■ **Stated problem**
Can you reproduce the records below with "position" swapped for "location" and everything else left unchanged?

━━━━━━━━━━━━━━━━━━━━━━━━━━━━━━

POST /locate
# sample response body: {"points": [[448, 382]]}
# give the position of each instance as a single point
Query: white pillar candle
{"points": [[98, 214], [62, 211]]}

━━━━━━━━━━━━━━━━━━━━━━━━━━━━━━

■ **Expected output**
POST /locate
# sample response body: {"points": [[448, 382]]}
# give the location of each instance as a single point
Query: white pillar candle
{"points": [[98, 214], [62, 211]]}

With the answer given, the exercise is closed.